Homes beneath California‘s crumbling Oroville Dam lay abandoned on Tuesday as their owners took shelter in evacuation centers where they may remain for weeks.
They were forced to flee on Sunday when two spillways on the 49-year-old dam failed. Erosion caused a huge hole in the first, the main spillway, putting all of the strain on a never before used emergency spillway. Backed only by weak rocks and soil, it buckled as water overwhelmed it at a rate of 94,254 gallons per second.
The combined result is that water is making its way down into the Feather River at a frightening speed and entire communities are at risk of becoming totally submerged if more water, brought by rainfall, causes Lake Oroville to rise again.
Emergency services are now frantically trying to drain it as a pair of storms forecast for Wednesday and Friday threaten to set back their make-shift repairs.
Some 200,000 residents of Butte, Sutter and Yuba have been displaced in the meantime, taking refuge in make-shift shelters where they could remain for weeks before it is safe for them to return. They fled on Sunday evening when authorities were finally forced to issue an emergency evacuation order after days of claiming the situation was safe.
Residents have since told of their hurried escape, describing the scene of entire communities fleeing in their packed up cars as ‘pure chaos’.
‘Everyone was running around. It was pure chaos.
‘All of the streets were immediately packed with cars, people in my neighborhood grabbing what they could and running out the door and leaving,’ Maggie Cabral told KFSN.

● **PROBLEMS TO WORK ON**
(a) Please list every day of the week named in the Oroville Dam article.
(b) Write the next few sentences of the Oroville Dam article, picking up after Maggie Cabral's quoted remarks to KFSN.
The records that come next are separate material and have no connection to the Oroville Dam article.

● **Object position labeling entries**
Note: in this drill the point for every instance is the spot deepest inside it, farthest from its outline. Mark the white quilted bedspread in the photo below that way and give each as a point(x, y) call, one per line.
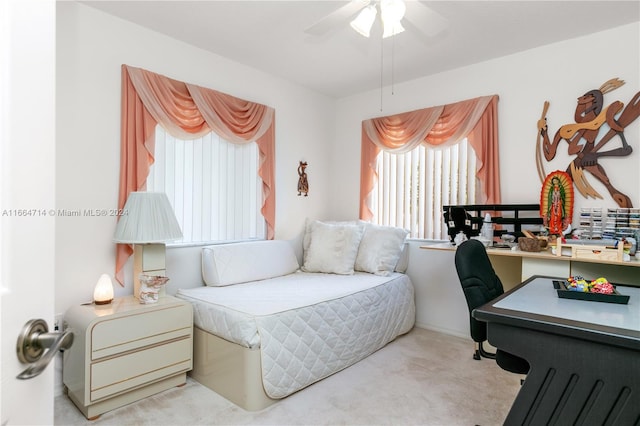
point(308, 326)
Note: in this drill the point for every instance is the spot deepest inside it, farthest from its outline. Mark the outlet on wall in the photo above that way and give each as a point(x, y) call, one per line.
point(57, 322)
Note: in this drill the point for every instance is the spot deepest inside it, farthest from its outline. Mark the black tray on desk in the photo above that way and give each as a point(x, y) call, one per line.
point(615, 297)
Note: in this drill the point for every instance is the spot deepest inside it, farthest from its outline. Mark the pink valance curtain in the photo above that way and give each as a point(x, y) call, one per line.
point(186, 111)
point(476, 119)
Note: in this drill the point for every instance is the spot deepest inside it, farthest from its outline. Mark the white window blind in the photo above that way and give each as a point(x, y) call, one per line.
point(213, 186)
point(412, 187)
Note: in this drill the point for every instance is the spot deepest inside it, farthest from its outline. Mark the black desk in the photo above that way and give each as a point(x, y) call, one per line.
point(584, 356)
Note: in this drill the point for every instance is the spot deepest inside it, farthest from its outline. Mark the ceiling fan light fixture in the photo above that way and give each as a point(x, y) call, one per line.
point(364, 21)
point(392, 28)
point(392, 12)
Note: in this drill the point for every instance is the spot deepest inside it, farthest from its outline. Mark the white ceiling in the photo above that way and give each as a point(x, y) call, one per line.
point(270, 35)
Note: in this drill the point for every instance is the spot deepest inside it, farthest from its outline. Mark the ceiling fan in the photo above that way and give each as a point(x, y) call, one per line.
point(392, 13)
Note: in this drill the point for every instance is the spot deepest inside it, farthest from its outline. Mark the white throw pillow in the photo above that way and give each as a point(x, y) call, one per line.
point(308, 231)
point(235, 263)
point(332, 248)
point(380, 249)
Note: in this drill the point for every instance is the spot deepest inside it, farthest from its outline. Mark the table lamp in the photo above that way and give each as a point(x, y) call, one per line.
point(148, 222)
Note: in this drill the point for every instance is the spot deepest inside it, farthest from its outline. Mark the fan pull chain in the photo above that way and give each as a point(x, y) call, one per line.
point(393, 64)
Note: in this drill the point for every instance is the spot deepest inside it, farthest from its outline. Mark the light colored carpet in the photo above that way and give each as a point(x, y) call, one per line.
point(421, 378)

● **THE REPLIES**
(a) Tuesday, Sunday, Wednesday, Friday

(b)
The emergency situation has been in developing for a week and began last Tuesday when officials were forced to acknowledge a gaping hole in the main spillway.
They halted water flow on the spillway to investigate the damage but said at the time there was no immediate threat to the public.
The emergency spillway, which had never before been used, was then put to work but soon buckled under the pressure. Because it was backed only by land and soil, authorities were forced to admit that it would likely fail and evacuated the area suddenly on Sunday afternoon.
The sudden order after days of of public assurances that the situation was safe created pandemonium in the town of Oroville and others surrounding the dam.
Some already had their bags packed and hit the road immediately but others were left to scramble after being told for days that they were in no danger.
On Monday it was revealed officials were warned about the main spillway’s fragility 12 years ago but ignored concerns.
Environmental groups predicted that the main spillway could erode under heavy rainfall and flagged their fears to the Federal Energy Regulatory Commission in 2003, requesting updates and improvements to the dam spillways.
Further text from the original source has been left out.